→ Problem requirements
Report each line of the entries that contains the word "asked", copied in full.
··· Data listing ···
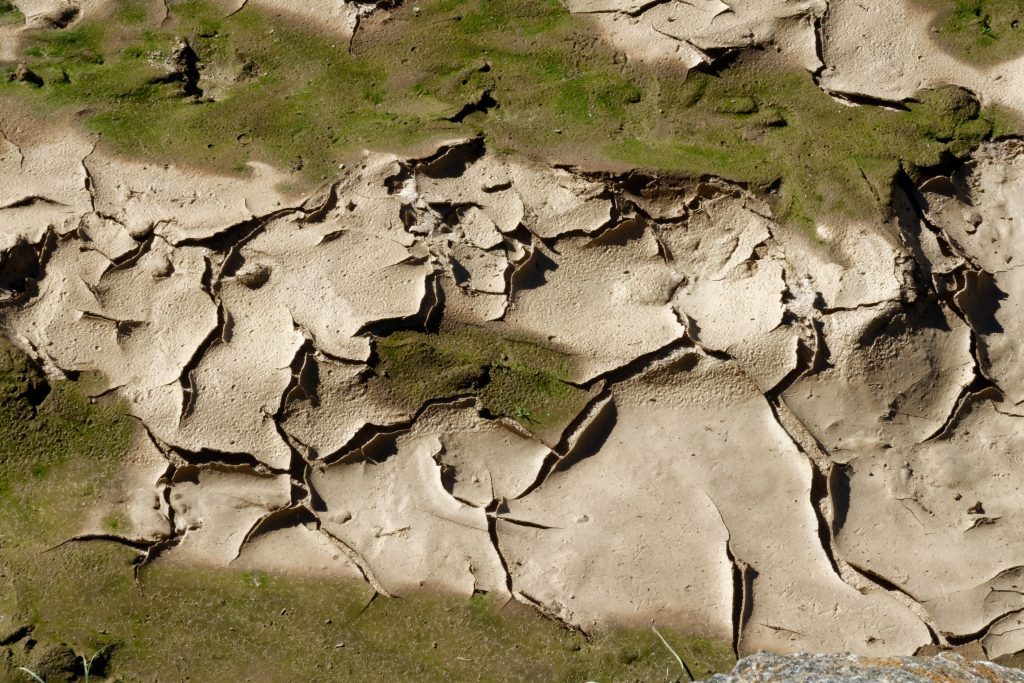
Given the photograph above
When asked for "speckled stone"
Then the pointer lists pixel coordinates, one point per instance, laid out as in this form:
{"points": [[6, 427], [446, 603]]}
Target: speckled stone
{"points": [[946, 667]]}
···
··· Data listing ···
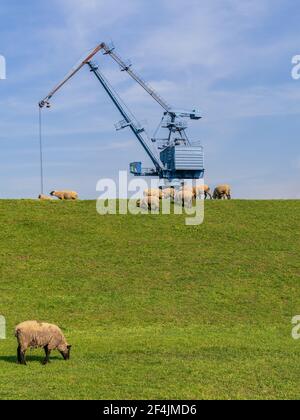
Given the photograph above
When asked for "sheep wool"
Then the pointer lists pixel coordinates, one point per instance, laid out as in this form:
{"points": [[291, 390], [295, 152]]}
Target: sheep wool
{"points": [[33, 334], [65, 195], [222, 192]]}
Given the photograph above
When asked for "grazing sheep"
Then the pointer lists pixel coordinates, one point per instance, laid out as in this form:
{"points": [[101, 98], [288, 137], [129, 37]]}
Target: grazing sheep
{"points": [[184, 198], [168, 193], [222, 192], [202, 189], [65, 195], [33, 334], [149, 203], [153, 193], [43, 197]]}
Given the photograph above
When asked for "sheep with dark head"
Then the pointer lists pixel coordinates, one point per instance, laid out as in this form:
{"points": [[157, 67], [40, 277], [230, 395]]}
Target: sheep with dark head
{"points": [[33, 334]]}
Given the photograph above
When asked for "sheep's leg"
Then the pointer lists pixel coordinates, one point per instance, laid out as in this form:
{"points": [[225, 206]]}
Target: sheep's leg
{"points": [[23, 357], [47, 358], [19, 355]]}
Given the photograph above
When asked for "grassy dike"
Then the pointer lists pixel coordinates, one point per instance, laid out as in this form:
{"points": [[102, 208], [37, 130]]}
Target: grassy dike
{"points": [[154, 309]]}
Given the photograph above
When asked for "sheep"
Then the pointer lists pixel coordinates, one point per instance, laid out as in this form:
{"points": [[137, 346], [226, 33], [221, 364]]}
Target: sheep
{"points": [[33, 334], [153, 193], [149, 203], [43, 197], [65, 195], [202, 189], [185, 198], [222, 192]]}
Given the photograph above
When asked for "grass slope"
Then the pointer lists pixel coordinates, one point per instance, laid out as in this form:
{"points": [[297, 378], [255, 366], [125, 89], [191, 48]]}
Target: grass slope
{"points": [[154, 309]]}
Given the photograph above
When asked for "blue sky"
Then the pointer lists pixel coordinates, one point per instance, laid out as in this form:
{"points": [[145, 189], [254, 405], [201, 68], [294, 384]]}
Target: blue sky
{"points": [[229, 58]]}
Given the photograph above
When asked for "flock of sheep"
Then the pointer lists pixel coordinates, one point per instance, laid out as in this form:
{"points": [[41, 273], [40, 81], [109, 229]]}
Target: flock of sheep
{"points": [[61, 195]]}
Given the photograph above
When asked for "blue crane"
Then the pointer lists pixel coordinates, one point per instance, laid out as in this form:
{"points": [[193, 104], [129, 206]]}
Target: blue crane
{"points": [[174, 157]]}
···
→ Solution to the exercise
When asked for "speckled stone"
When asked for "sheep wool"
When asked for "grazing sheep"
When asked for "sheep with dark head"
When asked for "sheep's leg"
When asked for "grassy dike"
When asked for "sheep"
When asked for "grass slope"
When asked for "blue sky"
When asked for "flock of sheep"
When asked for "blue crane"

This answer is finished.